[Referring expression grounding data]
┏━━

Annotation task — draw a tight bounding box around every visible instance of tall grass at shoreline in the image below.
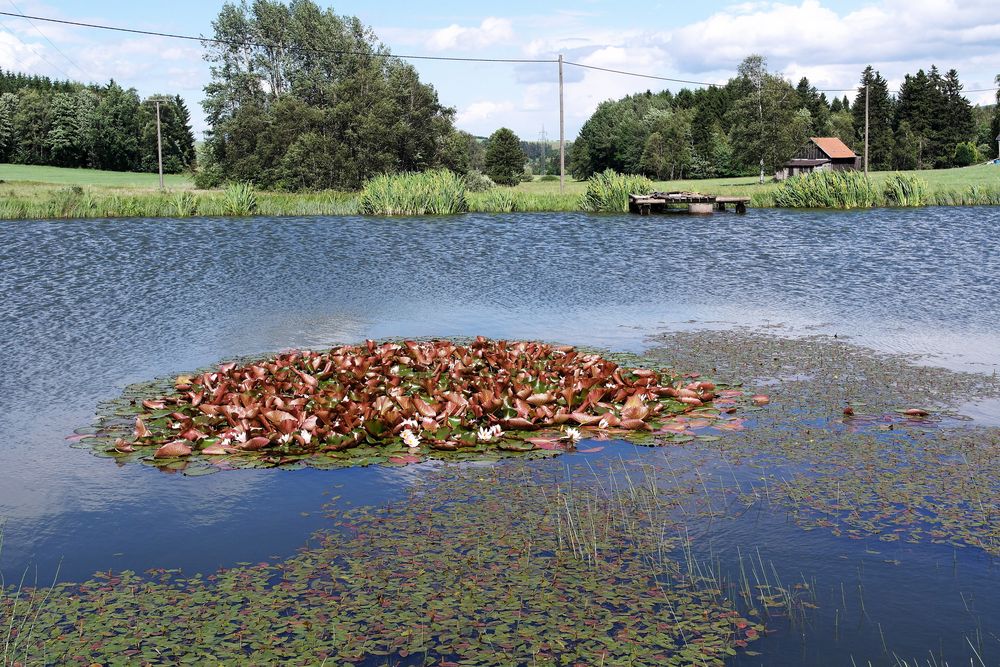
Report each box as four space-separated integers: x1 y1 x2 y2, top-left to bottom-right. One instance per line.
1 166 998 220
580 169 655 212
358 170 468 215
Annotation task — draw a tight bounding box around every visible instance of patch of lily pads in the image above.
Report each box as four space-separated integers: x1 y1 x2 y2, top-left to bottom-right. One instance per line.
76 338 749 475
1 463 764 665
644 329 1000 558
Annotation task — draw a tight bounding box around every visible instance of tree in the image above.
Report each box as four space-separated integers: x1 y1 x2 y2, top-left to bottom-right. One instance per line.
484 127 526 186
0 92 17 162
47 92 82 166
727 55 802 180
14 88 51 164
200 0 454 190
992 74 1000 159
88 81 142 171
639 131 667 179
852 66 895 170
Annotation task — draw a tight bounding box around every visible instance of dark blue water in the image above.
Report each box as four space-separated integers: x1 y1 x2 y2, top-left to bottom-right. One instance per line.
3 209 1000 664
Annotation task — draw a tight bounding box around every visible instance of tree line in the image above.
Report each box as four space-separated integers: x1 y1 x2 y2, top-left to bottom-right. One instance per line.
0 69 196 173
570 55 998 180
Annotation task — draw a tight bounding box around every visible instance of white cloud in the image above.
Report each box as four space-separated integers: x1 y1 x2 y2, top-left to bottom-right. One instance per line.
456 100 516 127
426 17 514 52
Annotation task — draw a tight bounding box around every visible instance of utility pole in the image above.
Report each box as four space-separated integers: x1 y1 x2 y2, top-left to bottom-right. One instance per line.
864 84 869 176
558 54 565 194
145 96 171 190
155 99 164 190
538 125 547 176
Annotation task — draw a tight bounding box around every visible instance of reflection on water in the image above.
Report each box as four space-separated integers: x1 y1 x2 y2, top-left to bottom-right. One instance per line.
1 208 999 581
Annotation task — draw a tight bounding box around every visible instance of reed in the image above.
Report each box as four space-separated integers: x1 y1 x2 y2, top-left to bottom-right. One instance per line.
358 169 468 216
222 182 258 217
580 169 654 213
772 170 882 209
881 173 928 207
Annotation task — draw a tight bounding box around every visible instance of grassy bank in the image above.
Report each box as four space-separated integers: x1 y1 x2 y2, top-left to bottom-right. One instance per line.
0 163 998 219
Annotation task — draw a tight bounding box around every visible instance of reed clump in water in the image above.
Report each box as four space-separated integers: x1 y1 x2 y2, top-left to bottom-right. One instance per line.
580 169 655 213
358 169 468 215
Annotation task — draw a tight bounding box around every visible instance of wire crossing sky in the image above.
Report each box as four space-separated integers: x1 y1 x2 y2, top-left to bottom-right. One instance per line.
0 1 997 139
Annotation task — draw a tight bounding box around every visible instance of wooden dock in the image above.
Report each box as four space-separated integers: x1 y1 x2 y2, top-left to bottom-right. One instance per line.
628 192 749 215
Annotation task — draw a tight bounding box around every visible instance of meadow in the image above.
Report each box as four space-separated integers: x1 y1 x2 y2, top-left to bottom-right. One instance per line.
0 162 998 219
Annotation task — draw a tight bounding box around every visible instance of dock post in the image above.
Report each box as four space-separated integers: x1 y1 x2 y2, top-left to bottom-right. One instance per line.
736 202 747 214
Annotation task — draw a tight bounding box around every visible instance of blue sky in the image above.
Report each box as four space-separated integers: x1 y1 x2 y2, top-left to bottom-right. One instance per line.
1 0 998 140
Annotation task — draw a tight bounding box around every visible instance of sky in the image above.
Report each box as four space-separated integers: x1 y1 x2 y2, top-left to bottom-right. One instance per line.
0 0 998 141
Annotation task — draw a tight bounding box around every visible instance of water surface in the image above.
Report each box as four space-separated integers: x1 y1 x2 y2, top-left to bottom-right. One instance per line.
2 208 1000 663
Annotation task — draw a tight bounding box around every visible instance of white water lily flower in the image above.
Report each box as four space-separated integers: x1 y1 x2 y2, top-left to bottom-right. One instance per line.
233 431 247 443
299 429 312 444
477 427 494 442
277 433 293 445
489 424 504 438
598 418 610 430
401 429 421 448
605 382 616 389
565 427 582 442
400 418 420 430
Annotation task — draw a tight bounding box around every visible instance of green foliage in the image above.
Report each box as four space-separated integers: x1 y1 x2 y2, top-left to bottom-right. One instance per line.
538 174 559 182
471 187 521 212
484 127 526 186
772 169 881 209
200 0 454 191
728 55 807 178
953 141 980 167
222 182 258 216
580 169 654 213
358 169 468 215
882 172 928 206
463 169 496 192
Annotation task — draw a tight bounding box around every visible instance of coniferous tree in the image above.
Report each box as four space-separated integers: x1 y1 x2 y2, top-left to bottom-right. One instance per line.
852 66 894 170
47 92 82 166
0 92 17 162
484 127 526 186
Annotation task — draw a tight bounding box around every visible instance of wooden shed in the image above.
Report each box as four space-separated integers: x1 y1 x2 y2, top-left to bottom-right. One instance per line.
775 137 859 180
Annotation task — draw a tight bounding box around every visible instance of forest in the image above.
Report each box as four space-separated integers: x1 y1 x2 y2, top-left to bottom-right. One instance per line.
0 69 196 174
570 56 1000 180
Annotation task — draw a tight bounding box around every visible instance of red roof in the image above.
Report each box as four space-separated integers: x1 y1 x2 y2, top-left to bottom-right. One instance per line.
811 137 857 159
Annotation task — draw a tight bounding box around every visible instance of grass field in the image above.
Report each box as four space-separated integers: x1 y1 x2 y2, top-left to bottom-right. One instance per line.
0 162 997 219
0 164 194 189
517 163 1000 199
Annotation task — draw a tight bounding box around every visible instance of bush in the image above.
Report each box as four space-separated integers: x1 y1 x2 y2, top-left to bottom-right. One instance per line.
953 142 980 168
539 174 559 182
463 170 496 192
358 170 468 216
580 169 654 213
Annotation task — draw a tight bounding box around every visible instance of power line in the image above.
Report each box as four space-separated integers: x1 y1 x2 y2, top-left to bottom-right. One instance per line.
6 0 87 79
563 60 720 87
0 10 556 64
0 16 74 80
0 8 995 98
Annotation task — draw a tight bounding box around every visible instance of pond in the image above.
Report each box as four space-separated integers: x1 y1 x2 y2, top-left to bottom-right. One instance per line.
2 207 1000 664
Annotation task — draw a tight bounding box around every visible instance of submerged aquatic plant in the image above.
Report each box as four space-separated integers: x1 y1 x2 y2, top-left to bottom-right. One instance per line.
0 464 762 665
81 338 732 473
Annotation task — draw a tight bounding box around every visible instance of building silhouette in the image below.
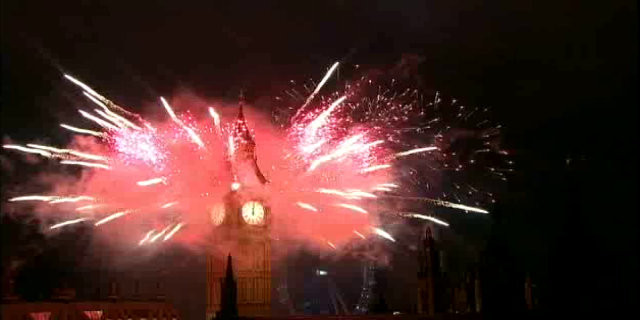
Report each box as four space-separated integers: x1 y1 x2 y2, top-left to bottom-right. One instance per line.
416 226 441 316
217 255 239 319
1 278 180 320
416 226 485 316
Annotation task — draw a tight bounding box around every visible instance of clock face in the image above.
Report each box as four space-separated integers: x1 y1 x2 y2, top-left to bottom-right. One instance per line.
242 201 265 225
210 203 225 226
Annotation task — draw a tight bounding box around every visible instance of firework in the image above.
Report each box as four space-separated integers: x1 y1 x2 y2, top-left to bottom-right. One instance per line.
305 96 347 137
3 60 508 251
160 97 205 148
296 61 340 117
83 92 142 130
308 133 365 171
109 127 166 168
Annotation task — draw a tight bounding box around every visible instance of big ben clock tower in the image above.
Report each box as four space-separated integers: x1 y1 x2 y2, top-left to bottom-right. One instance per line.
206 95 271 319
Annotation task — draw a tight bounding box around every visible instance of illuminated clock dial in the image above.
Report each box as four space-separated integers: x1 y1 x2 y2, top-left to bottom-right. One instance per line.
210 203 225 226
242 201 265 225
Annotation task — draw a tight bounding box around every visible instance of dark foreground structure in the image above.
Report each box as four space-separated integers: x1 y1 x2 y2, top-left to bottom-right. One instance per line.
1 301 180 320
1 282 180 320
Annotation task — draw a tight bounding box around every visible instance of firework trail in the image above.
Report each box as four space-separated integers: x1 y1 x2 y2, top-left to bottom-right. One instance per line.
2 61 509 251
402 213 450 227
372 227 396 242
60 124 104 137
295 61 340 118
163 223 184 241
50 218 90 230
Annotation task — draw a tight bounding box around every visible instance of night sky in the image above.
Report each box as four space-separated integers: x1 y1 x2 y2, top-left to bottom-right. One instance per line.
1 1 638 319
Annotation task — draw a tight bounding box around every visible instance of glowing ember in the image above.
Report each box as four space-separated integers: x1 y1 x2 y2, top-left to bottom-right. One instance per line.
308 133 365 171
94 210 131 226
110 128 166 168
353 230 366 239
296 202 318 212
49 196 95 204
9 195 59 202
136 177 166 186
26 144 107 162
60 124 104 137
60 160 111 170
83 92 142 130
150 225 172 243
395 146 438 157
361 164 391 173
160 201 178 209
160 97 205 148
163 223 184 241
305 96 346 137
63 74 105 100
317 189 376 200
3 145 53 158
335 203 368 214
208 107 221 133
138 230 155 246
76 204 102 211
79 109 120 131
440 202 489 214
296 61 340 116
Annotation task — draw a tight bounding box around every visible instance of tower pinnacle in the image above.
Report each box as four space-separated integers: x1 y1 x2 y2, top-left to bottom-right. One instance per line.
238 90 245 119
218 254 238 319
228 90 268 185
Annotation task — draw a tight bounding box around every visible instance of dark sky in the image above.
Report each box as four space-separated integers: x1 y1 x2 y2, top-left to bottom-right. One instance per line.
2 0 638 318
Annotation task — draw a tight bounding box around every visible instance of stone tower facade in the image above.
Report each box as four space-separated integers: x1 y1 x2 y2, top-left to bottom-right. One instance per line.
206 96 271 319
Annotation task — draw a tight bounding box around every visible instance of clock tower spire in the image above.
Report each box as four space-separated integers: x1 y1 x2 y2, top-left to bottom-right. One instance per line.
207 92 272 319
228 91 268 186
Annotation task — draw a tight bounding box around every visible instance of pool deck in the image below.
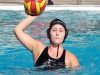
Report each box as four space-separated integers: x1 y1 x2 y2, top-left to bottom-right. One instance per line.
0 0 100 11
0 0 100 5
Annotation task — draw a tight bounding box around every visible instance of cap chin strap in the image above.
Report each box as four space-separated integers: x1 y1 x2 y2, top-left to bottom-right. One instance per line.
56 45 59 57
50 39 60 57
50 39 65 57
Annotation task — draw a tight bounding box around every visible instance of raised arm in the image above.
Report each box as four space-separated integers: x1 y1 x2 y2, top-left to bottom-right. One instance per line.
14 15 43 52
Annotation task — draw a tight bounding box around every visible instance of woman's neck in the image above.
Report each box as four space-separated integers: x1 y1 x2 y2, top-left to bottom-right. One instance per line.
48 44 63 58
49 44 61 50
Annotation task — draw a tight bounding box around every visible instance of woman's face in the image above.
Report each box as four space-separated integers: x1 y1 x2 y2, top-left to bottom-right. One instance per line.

┗━━

YOUR INSTRUCTIONS
Working from the records above, write out verbatim only the lines from the line containing "in water in the image above." through the line containing "post in the image above.".

TASK RESULT
Annotation task — draw a tight bounding box around every visible instance of reed clump in water in the image above.
Report each box as four space-separated integers: x1 y1 x2 y2, top-left to bottom-right. One instance per line.
580 169 655 213
358 169 468 215
Annotation task — draw a tight bounding box around every visible instance of wire crossing sky in the image above.
Report each box as four space-separated integers: x1 y1 x2 y2, top-left to bottom-right. One instance per line.
0 1 997 139
Annotation task — draw a tight bounding box around every visible instance of wooden dock in the image above.
Report each box as four space-separated integers: x1 y1 x2 y2, top-left to bottom-right. One instance per line.
628 192 749 215
Annotation task — draw a tight bounding box around every visible instance of meadow in the image above.
Report each box as four space-separated integers: x1 y1 x2 y2, top-left to bottom-right. One instance per line.
0 162 998 219
Annotation task — draw a tight bounding box around every visible instance of dock post in the image above.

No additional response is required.